*** Opening DATA EXCERPTS ***

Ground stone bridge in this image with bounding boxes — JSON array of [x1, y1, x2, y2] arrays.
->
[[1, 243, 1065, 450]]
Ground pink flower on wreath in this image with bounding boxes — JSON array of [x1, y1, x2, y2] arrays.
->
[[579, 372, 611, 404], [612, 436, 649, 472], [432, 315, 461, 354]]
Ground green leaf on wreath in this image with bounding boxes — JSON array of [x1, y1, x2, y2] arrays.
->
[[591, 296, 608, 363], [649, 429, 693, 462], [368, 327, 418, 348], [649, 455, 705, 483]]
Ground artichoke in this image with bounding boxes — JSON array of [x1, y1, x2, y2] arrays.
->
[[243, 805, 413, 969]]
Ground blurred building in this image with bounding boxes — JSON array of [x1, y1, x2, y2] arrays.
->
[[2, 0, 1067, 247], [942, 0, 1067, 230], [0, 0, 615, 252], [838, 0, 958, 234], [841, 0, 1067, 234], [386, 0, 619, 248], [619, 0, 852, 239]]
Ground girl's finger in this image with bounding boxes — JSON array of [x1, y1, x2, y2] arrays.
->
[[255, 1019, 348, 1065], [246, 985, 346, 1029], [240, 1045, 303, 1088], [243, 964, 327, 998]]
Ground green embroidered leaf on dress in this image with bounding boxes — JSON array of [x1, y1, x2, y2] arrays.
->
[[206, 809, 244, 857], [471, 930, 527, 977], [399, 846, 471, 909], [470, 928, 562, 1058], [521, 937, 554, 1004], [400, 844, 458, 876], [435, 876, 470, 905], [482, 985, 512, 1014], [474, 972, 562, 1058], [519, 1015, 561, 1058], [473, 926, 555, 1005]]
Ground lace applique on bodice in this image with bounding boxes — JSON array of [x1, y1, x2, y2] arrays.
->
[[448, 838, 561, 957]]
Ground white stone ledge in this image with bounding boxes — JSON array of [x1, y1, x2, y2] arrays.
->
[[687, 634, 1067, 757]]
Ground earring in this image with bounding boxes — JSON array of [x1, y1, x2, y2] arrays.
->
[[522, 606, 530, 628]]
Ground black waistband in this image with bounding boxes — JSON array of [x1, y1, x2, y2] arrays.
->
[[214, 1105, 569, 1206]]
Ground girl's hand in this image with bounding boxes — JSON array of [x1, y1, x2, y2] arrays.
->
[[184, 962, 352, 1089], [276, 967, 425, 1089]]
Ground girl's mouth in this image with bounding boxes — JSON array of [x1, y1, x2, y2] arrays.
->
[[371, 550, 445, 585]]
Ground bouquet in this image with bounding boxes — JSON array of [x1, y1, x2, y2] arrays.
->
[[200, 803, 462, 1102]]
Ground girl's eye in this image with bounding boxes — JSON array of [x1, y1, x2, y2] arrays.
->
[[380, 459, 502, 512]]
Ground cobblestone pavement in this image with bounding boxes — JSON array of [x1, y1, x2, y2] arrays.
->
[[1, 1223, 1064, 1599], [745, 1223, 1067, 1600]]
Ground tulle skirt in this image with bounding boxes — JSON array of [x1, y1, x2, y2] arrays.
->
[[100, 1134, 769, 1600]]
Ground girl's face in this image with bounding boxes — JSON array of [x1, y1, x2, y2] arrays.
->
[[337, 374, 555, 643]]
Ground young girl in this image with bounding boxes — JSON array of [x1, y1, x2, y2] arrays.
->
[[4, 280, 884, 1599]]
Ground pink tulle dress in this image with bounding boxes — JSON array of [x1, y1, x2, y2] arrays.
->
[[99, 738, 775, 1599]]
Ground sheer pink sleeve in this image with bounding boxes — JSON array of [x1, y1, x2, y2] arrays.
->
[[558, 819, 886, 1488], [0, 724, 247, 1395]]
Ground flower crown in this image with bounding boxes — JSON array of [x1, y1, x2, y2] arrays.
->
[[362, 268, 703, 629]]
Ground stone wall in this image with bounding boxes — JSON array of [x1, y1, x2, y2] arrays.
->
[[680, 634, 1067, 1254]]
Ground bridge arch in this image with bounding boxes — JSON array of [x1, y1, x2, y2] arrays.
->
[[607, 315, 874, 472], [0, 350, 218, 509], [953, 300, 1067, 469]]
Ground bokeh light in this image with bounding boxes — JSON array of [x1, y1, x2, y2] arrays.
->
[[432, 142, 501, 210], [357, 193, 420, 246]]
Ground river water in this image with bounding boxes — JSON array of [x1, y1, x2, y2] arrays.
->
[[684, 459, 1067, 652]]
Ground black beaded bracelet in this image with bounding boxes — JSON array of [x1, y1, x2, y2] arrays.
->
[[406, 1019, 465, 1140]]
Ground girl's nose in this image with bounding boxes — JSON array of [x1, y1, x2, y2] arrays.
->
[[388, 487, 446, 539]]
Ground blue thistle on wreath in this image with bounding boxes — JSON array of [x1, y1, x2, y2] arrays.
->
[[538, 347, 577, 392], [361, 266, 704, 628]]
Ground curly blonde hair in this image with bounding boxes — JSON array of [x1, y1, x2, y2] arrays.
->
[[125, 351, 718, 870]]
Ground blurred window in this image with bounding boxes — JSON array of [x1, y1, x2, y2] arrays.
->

*** Closing DATA EXCERPTS ***

→ WORK REQUEST:
Reproduce each entry from the records above, character for character.

→ EXERCISE RESULT:
Ground stone bridge in this image with bounding boxes — JSON array of [x1, y1, x2, y2] arrays.
->
[[1, 243, 1065, 450]]
Ground pink flower on wreath in this image with bounding boxes — JSON array of [x1, y1, x2, y2] arrays.
->
[[579, 372, 611, 404], [612, 436, 649, 472], [432, 315, 461, 354]]
Ground green leaf on wreath in this image with bounding boxes — JSON array of [x1, y1, x2, y2] arrays.
->
[[591, 296, 608, 363], [649, 429, 693, 462], [368, 327, 418, 348], [649, 455, 705, 483]]
Ground artichoke in this image with bounding boxes — JSON array of [x1, y1, x2, y2] arrays.
->
[[243, 805, 413, 969]]
Ground blurred building in this image with bounding boxes — JSON array of [x1, y1, x2, y2] arrays.
->
[[2, 0, 1067, 247], [942, 0, 1067, 230], [0, 0, 615, 252], [838, 0, 958, 234], [841, 0, 1067, 234], [386, 0, 619, 248], [619, 0, 852, 239]]
Ground girl's finger in this image with bounding boxes — JSON array of [x1, y1, x2, y2] arrays.
->
[[255, 1019, 348, 1065], [246, 985, 346, 1029], [240, 1045, 303, 1088], [243, 964, 327, 998]]
Ground green embroidered leaf on dress in this image with bounding boxes — JSON array of [x1, y1, x2, y2] arrays.
->
[[206, 809, 244, 857], [471, 930, 527, 977], [399, 846, 471, 909], [470, 928, 562, 1058], [521, 937, 554, 1004], [400, 844, 458, 876], [435, 876, 470, 905], [482, 985, 512, 1014], [474, 972, 562, 1058], [519, 1015, 561, 1058], [473, 926, 555, 1005]]
Ground lace applique on bodice in this image with bounding boxes — JSON array of [x1, y1, x2, y2] arrays.
->
[[448, 838, 561, 957]]
Ground white stone ledge in this image with bounding boxes — JSON array of [x1, y1, x2, y2] arrays.
->
[[687, 634, 1067, 757]]
Ground earring in this image with bounding boxes — JSON array of [x1, y1, x2, y2] arrays.
->
[[522, 606, 530, 628]]
Ground black waistband in this image with bounding boxes — JSON array of [x1, y1, x2, y2] arrays.
->
[[214, 1105, 569, 1206]]
Ground girl's hand in this image with bounding boxes — JSON array of [x1, y1, x2, y2] arrays.
->
[[184, 962, 352, 1089], [276, 967, 425, 1089]]
Ground girl's mouth in this image with bounding boxes — JSON array of [x1, y1, x2, y2] arrays.
->
[[371, 550, 445, 585]]
Ground bouquet in this image with bounding boxes — JSON array of [x1, y1, x2, y2] arrays.
->
[[200, 803, 462, 1102]]
Ground girl's eye in this image with bounding boxes — JSON array of [x1, y1, x2, y2] arrays.
->
[[380, 459, 502, 512]]
Ground cobblestone pavement in this image with bounding boxes — JSON array of [x1, y1, x2, y2] arrays.
->
[[1, 1223, 1064, 1599], [745, 1223, 1067, 1600]]
Ground tulle skirt in this image with bounding boxes — JSON array of [x1, y1, x2, y2] arrays.
->
[[100, 1134, 769, 1600]]
Ground girl's face in this image with bounding boxes — JSON array of [x1, y1, x2, y2] arrays.
->
[[337, 374, 555, 643]]
Ground young girl in this image with bounding boxes — JSON array of [x1, y1, x2, y2] arrays.
->
[[4, 280, 884, 1599]]
Ground pink tulle dress in this image with bounding boxes — JSON array of [x1, y1, x2, y2] arrays.
->
[[99, 738, 775, 1599]]
Ground sheer pink sleeve in this image with bounding boxes — JSON array of [x1, y1, x2, y2] arrays.
->
[[558, 819, 886, 1488], [0, 724, 247, 1395]]
Ground flower crown in this image with bounding boxes — JSON array of [x1, y1, x2, y2] arrays.
->
[[362, 268, 703, 629]]
Ground stone wall in this image with bounding boxes — JSON array of [x1, y1, x2, y2] arrays.
->
[[680, 634, 1067, 1254]]
Ground bridge arch in this image with bounding boxes — JSON array of [x1, y1, x2, y2] arrays.
->
[[607, 315, 874, 472], [0, 350, 218, 509], [953, 300, 1067, 469]]
Ground bokeh light in this image with bounding boxes — JSON array of [x1, y1, x2, y2] arrays.
->
[[432, 142, 501, 210], [357, 193, 420, 246]]
Ground river water in this image with bounding boxes — JSON array of [x1, y1, x2, y2] arrays.
->
[[684, 459, 1067, 652]]
Ground black beaded bracelet in this image with bounding boxes — JSON array of [x1, y1, x2, y2] arrays.
->
[[406, 1019, 465, 1140]]
Ground girl's nose in this image with bounding boxes — JSON array of [x1, y1, x2, y2] arrays.
->
[[388, 487, 446, 539]]
Ground blue thistle on wreath in this image with bounding boxes — JSON array of [x1, y1, x2, y2] arrays.
->
[[538, 347, 577, 392], [361, 266, 704, 628]]
Ground curly blonde hair in this image with bounding boxes — JSON array of [x1, y1, x2, y2] arrays.
->
[[125, 351, 718, 870]]
Ground blurred window in this image with bounding boxes — JSON array of [x1, y1, x2, y2] arrays.
->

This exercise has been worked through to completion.